• _Texte proposé_:
Réponse en séance, et publiée le 2 février 2022
PROJETS DE LOI POUR MAYOTTE
M. le président. La parole est à M. Mansour Kamardine, pour exposer sa question, n° 1660, relative aux projets de loi pour Mayotte, adressée au ministre des outre-mer dont je salue l'arrivée dans l'hémicycle.
M. Mansour Kamardine. Le 31 mars 2021, monsieur le ministre, vous avez proposé aux Mahorais de coconstruire un projet de loi pour un développement accéléré du territoire. Ce processus a rassemblé plus de 1 600 personnes de la société civile autour d'ateliers thématiques animés par le préfet et dès le 1er mai 2021, plus de 680 propositions vous ont été présentées dans ce cadre.
Le 17 décembre dernier, vous avez saisi le conseil départemental pour avis sur deux projets de loi. Le 13 janvier 2022, considérant que les propositions des Mahorais n'avaient pas été prises en compte, celui-ci a émis, à l’unanimité, un avis défavorable après une consultation organisée par son président réunissant des représentants de la société civile ainsi que l’ensemble des maires de Mayotte. Il a ensuite proposé l’ouverture de négociations permettant d’envisager une prise en compte des préoccupations régionales les plus légitimes. Le conseil économique, social et environnemental régional (CESER) s'est également montré très réservé sur ces deux textes.

• _Consignes à suivre_:
1) Recopiez le texte sur les projets de loi pour Mayotte en commençant aux mots « Réponse en séance, et » et en vous arrêtant après « dans ce cadre. ». Substituez « recteur » à « préfet ».
2) Reprenez le texte sur les projets de loi pour Mayotte après sa dernière phrase et prolongez-le, s'il vous plaît.

• _Enregistrements fournis_:
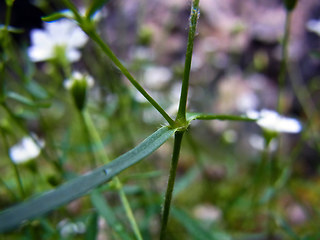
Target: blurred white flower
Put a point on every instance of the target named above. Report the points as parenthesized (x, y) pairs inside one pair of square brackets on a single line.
[(27, 149), (207, 212), (272, 121), (314, 26), (62, 34)]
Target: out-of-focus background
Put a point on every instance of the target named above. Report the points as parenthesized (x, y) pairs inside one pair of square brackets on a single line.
[(235, 69)]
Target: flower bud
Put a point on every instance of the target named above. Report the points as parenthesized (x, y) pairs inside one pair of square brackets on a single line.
[(78, 85)]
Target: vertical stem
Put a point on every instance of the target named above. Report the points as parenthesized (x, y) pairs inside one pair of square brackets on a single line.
[(4, 43), (174, 163), (194, 16), (284, 61), (14, 166), (88, 139)]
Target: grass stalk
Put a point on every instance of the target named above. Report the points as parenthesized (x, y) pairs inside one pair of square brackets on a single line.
[(172, 175), (102, 156), (284, 62), (14, 166), (194, 16)]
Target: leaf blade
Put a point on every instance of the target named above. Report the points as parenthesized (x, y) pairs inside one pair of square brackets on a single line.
[(78, 187)]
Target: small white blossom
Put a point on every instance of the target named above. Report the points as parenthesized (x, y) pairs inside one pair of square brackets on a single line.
[(314, 26), (78, 77), (61, 34), (272, 121), (26, 150), (259, 143)]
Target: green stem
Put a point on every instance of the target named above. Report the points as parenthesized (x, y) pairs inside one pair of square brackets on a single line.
[(102, 156), (5, 41), (284, 60), (95, 37), (128, 210), (14, 166), (173, 169), (194, 16)]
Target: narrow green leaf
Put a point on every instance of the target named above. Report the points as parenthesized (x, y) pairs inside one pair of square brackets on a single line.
[(286, 228), (78, 187), (108, 214), (203, 116), (58, 15), (193, 227), (95, 6), (10, 29), (27, 101)]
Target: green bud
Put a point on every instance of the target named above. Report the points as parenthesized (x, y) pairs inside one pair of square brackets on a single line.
[(78, 86), (290, 4)]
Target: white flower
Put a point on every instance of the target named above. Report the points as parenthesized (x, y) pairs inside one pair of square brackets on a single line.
[(26, 150), (272, 121), (78, 77), (78, 85), (62, 34), (314, 26), (259, 143)]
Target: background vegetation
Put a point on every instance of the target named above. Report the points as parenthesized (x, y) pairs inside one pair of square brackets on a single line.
[(230, 184)]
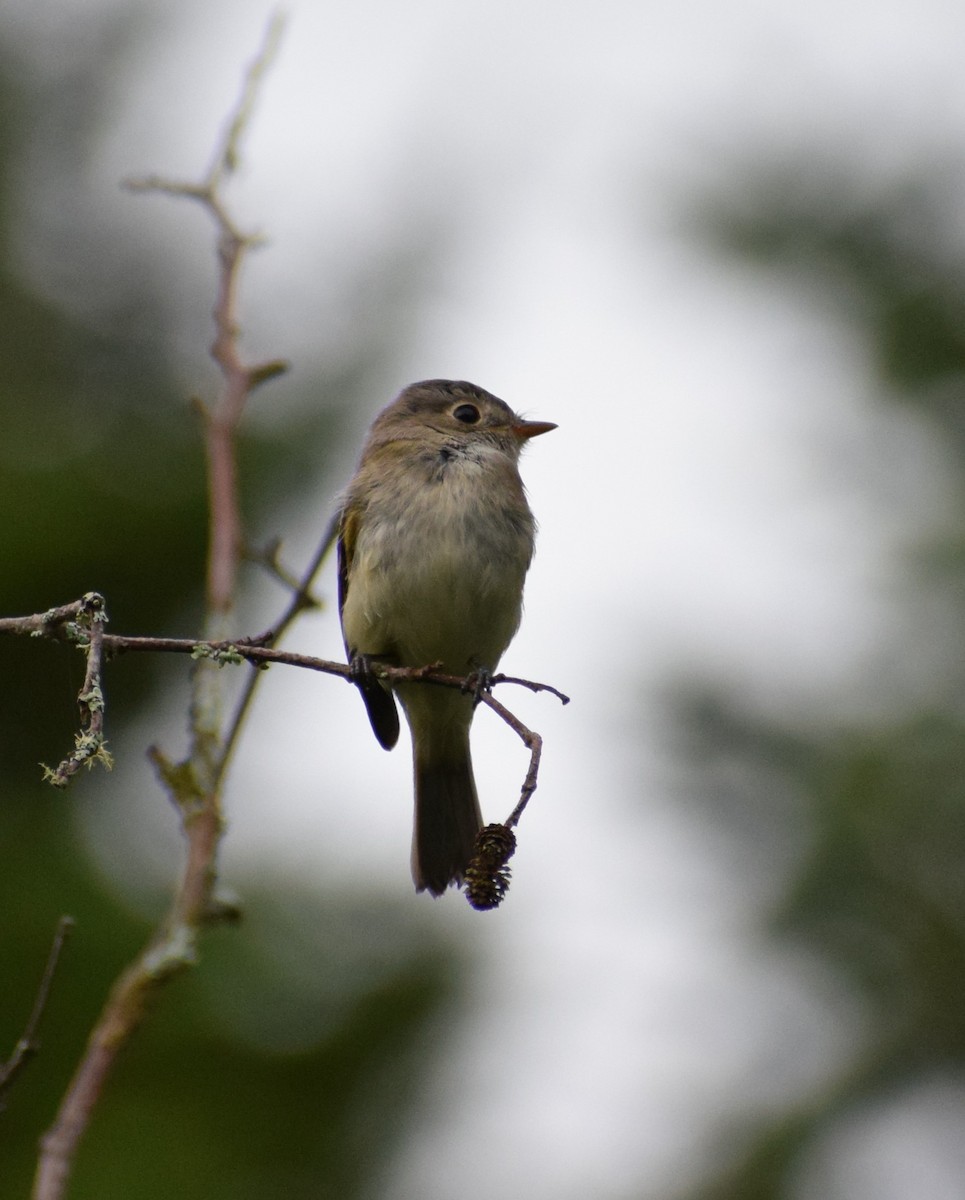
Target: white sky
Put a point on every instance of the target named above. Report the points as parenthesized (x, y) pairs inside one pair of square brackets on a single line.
[(694, 514)]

• _Réponses de l'exercice_:
1)
Réponse en séance, et publiée le 2 février 2022
PROJETS DE LOI POUR MAYOTTE
M. le président. La parole est à M. Mansour Kamardine, pour exposer sa question, n° 1660, relative aux projets de loi pour Mayotte, adressée au ministre des outre-mer dont je salue l'arrivée dans l'hémicycle.
M. Mansour Kamardine. Le 31 mars 2021, monsieur le ministre, vous avez proposé aux Mahorais de coconstruire un projet de loi pour un développement accéléré du territoire. Ce processus a rassemblé plus de 1 600 personnes de la société civile autour d'ateliers thématiques animés par le recteur et dès le 1er mai 2021, plus de 680 propositions vous ont été présentées dans ce cadre.

2)
Dans un entretien accordé à la presse locale ce matin même, vous dénoncez « ceux qui font perdre du temps par des calculs politiciens » et vous déclarez que « le plan pour Mayotte annoncé pour les dix ans de la départementalisation ne verra pas le jour ».
Je tiens à vous dire devant la représentation nationale que les Mahorais sont profondément attachés à cette loi et qu'ils souhaitent que le processus soit mis en œuvre sans tarder. Il importe toutefois de rappeler que le conseil départemental s'est prononcé contre le projet par vingt-six voix sur vingt-six, transcendant ainsi les clivages politiques, que les douze candidats déclarés aux législatives dans les deux circonscriptions du territoire y sont défavorables, tout comme l’ensemble des partis politiques, y compris ceux proches du Gouvernement.
Dès lors, la question posée n'est pas celle d’une politisation du débat comme vous cherchez à le faire croire pour mieux dédouaner le Gouvernement de ses responsabilités. Non, après quarante années durant lesquelles les gouvernements successifs ont décidé à notre place, il s'agit, conformément à une demande unanimement exprimée, de faire en sorte que l'État accepte enfin de nous écouter. C’est pour cela que je regrette très sincèrement la posture que vous affichez selon laquelle ce projet serait à prendre ou à laisser et qu'il n'y aura pas de discussions tant que nous ne nous agenouillerons pas.
Je dois vous avouer que ce n’est pas l’idée que je me fais du dialogue républicain au sein nos institutions. C’est la raison pour laquelle je vous suggère un rapprochement avec le conseil départemental, qui se montre pleinement disponible pour envisager une solution de sortie dans laquelle tout le monde se retrouverait : l’organisation, dans le mois à venir, d’un référendum local des électeurs sur le fondement de l’article 72-1, alinéa 2 de la Constitution, portant sur l’avis à donner sur ce projet de loi. Ainsi, les Mahorais pourront exprimer leurs souhaits et vous montrerez, en l'acceptant, votre volonté de dépasser les réticences politiciennes, si tant est qu'elles existent.
M. le président. La parole est à M. le ministre des outre-mer.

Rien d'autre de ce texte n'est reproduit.